--- START DATA FOR THE TASK ---

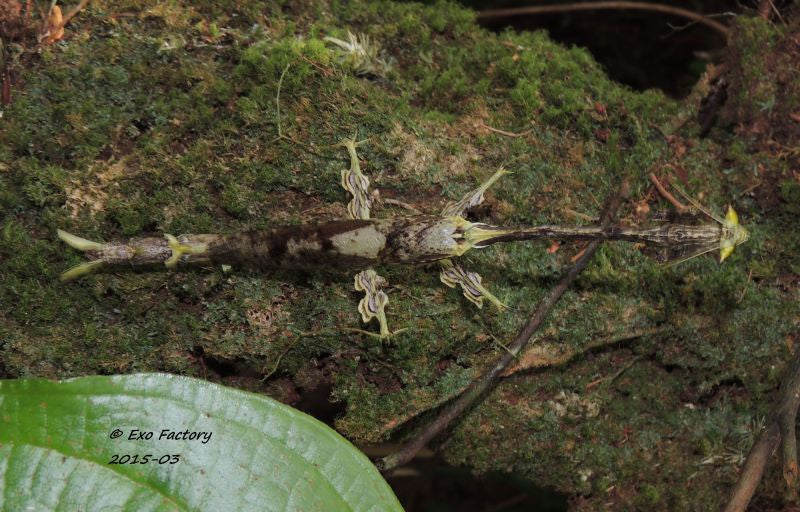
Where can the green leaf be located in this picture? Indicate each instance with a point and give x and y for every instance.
(56, 446)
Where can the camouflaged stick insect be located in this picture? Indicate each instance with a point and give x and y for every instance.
(359, 243)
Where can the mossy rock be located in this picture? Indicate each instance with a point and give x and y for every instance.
(166, 120)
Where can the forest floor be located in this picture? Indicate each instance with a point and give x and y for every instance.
(646, 387)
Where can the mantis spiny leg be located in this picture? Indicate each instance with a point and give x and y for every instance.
(453, 274)
(473, 198)
(373, 305)
(355, 182)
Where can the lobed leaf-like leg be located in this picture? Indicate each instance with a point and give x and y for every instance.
(453, 274)
(473, 198)
(373, 305)
(355, 182)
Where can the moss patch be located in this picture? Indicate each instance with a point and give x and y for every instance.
(165, 120)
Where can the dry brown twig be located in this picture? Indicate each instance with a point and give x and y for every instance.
(780, 430)
(478, 387)
(616, 5)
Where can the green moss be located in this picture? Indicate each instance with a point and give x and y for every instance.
(166, 121)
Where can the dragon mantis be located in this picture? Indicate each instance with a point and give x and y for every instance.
(361, 242)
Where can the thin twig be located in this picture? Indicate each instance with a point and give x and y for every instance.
(780, 429)
(507, 134)
(591, 6)
(72, 13)
(666, 195)
(278, 99)
(764, 8)
(491, 377)
(401, 204)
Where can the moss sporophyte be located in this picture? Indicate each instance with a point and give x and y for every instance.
(359, 242)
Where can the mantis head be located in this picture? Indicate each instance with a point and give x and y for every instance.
(733, 234)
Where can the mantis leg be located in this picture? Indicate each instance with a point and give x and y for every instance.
(473, 198)
(453, 274)
(374, 303)
(355, 182)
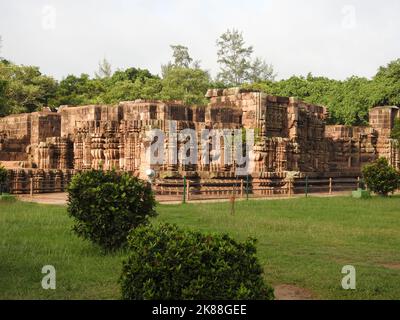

--- END DATA FOR THE TASK ---

* **WHAT THE TASK REQUIRES**:
Rewrite all of the records above, replacing every occurrence of "Indicate" with "Mark" and leaving all other text unchanged. Omit the pictures from your answer.

* **REPLY**:
Where can the green leaf be located in this picture? Mark each instance with a point and give x and y for every instance.
(56, 446)
Where can the camouflaged stick insect be located in this picture? Mark each instance with a point and give x and y for every instance.
(359, 243)
Where can the mossy rock be located in this picture? Mark each instance with a point and give x and y for every instance.
(166, 120)
Where can the forest floor be located in this picture? Mark each instance with a point and give x and y for every instance.
(646, 387)
Where can the mantis spiny leg be located in this picture? Mark each instance with a point and give x and y for every instance.
(453, 274)
(473, 198)
(373, 305)
(355, 182)
Where can the lobed leaf-like leg be located in this picture? Mark each instance with a point and give x and y for every instance.
(453, 274)
(473, 198)
(373, 305)
(355, 182)
Where can the moss patch be located in this picture? Mark each instance with a point and give x and y for every instance.
(165, 120)
Where can the dry brown twig be located in this picture? Mark each instance with a point and give x and y for every instance.
(780, 430)
(478, 387)
(616, 5)
Where can the green moss be located in this picture? Mark each instance with a point and give x and y for every instance.
(166, 121)
Where can the dragon mantis be located in this picture? Mark each instance with a point and give x and y for every instance.
(361, 242)
Where can the thin twig be located in this picture? Mark each instance with a point and give x and y for every instance.
(780, 429)
(507, 134)
(591, 6)
(72, 13)
(666, 195)
(278, 99)
(764, 8)
(491, 377)
(401, 204)
Where can the moss sporophyte be located in this picture? Mark each instance with a point and give x and y for every instance.
(359, 242)
Where can the mantis head be located in this picture? Mark each instance with a point and give x and y for every instance.
(733, 234)
Where can the mantis leg be located in this picture? Mark each instance with a point and give x and y for every instance.
(473, 198)
(453, 274)
(374, 303)
(355, 182)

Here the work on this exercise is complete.